*Listing*
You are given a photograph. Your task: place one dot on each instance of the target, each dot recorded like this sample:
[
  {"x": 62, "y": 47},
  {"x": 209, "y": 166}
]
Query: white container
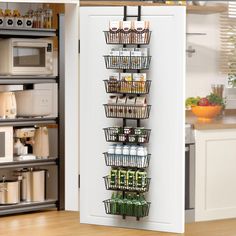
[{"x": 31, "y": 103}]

*Work to do*
Reproduce each entry above in full, requests included, and offset every x and y coordinate in the answers by +125. Leave the pictures out.

*Solution to this problem*
You are given a photograph. Your task: place one dot on each instance of the target, each dot recorded like this sample:
[
  {"x": 62, "y": 47},
  {"x": 209, "y": 166}
]
Query: white container
[{"x": 156, "y": 228}]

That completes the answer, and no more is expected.